• [REQUIRED TASK]:
Rewrite the stretch of the listing from the line containing "Task: mark the microphone stem" through the line containing "[[650, 291]]", keeping every line, the task lines included. Raise each coordinate in the answers by 10, and leave the format samples in the task lines unchanged.

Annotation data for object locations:
:::
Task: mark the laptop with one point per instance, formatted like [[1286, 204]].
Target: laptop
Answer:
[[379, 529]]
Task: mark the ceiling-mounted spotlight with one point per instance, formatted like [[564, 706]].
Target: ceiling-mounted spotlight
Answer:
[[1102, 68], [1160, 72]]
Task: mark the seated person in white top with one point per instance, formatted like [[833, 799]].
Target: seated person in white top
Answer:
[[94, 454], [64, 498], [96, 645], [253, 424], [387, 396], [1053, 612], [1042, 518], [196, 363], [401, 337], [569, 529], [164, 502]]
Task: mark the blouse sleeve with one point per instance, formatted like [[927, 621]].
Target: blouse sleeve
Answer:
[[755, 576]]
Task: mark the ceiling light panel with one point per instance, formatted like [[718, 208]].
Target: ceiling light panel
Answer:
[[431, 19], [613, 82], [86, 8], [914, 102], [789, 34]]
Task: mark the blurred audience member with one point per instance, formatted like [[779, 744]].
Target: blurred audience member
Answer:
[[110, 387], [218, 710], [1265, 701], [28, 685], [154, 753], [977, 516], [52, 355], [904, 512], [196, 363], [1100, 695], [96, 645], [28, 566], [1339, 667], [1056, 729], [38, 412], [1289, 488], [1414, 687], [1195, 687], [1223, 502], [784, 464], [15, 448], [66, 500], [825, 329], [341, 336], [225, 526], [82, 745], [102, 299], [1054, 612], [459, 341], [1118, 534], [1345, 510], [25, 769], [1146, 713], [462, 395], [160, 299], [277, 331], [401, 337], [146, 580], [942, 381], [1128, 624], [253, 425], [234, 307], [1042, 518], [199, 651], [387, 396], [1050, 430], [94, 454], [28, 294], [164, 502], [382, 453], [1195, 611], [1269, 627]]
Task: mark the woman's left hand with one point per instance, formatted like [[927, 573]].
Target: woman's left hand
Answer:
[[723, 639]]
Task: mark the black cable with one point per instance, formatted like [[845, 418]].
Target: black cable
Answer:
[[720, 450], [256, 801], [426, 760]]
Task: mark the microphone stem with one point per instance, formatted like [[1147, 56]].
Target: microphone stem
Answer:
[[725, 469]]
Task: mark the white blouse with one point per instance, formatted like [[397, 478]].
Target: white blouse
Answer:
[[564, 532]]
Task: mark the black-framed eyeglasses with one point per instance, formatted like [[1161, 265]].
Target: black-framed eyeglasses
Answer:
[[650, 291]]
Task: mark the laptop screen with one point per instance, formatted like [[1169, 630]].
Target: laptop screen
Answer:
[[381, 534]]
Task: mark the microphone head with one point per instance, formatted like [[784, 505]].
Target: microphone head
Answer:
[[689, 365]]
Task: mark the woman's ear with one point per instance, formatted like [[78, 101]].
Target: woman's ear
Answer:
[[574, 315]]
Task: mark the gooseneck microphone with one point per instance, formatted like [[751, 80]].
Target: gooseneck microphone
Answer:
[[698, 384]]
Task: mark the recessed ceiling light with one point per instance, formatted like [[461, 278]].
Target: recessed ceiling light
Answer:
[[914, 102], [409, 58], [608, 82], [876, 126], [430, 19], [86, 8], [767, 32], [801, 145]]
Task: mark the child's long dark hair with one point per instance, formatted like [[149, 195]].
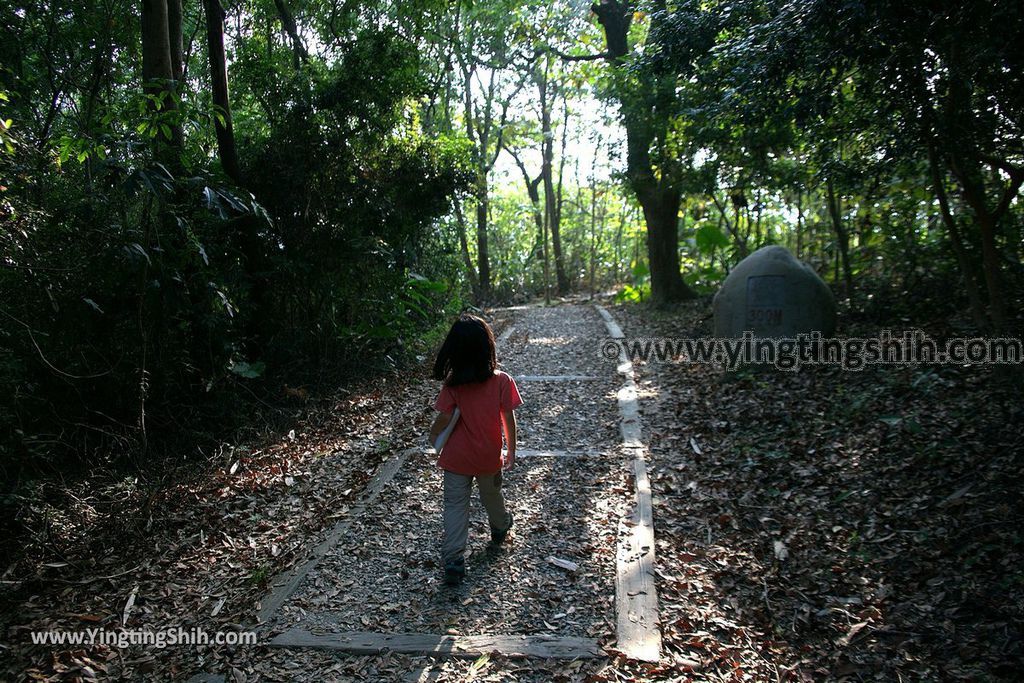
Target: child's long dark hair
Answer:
:::
• [REPLY TO THE EXERCISE]:
Task: mark the microphone stem with one point per instance, formatted like [[1147, 56]].
Target: microphone stem
Answer:
[[735, 479]]
Task: mark the white blouse with one point per instance, formatted like [[397, 478]].
Target: white blouse
Answer:
[[574, 542]]
Task: mark the black-framed eyeglasses with one point per instance, formatted like [[1161, 265]].
Target: black-framed eyeglasses
Answer:
[[660, 301]]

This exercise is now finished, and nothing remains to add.